TASK TO COMPLETE: With the records in front of you, set every one of them down exactly.

##### DATASET RECORDS #####

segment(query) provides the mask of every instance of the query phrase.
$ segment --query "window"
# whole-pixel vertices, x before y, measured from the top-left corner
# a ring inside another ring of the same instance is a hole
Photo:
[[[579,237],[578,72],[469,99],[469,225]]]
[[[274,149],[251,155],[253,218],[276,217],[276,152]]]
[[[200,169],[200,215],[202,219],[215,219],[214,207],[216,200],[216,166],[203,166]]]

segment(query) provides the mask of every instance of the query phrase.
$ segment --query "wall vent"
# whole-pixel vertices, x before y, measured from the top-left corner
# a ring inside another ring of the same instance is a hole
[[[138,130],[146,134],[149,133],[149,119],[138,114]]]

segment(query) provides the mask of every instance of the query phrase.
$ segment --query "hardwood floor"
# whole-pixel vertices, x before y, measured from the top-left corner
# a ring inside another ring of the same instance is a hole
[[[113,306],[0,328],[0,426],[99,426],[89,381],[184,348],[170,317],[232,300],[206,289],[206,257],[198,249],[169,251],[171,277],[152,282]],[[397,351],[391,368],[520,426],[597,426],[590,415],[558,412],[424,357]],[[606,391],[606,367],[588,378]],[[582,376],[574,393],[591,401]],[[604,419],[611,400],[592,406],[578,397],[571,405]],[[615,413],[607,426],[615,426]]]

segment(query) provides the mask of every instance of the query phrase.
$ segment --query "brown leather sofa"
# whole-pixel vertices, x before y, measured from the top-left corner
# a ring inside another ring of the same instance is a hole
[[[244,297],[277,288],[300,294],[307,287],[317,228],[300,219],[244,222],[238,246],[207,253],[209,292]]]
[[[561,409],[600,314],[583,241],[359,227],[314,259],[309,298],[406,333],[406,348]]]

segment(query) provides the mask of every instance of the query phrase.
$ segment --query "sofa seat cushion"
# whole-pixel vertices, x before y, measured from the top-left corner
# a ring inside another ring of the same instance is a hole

#####

SOLUTION TO THE PROBLEM:
segment(query) provides the mask of every instance of the query phrase.
$ segment --query "window"
# whole-pixel vertices, x before y, measured from the top-left corner
# a ring inside another ring of the same instance is a hole
Photo:
[[[579,237],[578,72],[469,99],[469,225]]]
[[[274,149],[251,155],[253,218],[276,217],[276,152]]]
[[[200,169],[200,215],[202,219],[215,219],[214,207],[216,200],[216,166],[203,166]]]

segment(query) provides the mask of every instance of the query phrase.
$ segment --query "wall vent"
# whole-pixel vertices, x before y, measured from the top-left corner
# a ring inside another ring of the same instance is a hole
[[[138,130],[146,134],[149,133],[149,119],[138,114]]]

segment(query) provides the mask of every instance of the query phrase.
$ segment --query "hardwood floor"
# whole-pixel vertices, x before y, measured from the top-left corner
# a ring inside another ring of the same instance is a hole
[[[113,306],[0,328],[0,426],[99,426],[89,381],[184,348],[170,317],[232,300],[206,289],[206,257],[198,249],[169,251],[171,277],[152,282]],[[397,351],[391,368],[520,426],[597,426],[590,415],[558,412],[424,357]],[[606,391],[606,367],[588,378]],[[582,376],[574,393],[591,401]],[[604,419],[611,400],[592,406],[578,397],[571,405]],[[615,413],[607,426],[615,426]]]

segment(query) provides the mask of every instance of the query phrase.
$ segment --query "brown leather sofa"
# whole-pixel vertices, x before y, measured from the top-left corner
# a ring inside another ring of the same instance is a hole
[[[244,297],[277,288],[300,294],[307,287],[317,228],[300,219],[244,222],[238,246],[207,253],[209,292]]]
[[[561,409],[600,314],[583,241],[359,227],[314,259],[309,298],[406,333],[406,348]]]

segment(query) provides the mask of every instance of the query phrase.
$ segment --query "sofa seat cushion"
# whole-pixel vertices, x before y, measured from the top-left corner
# a ring inside another ring of the same instance is a hole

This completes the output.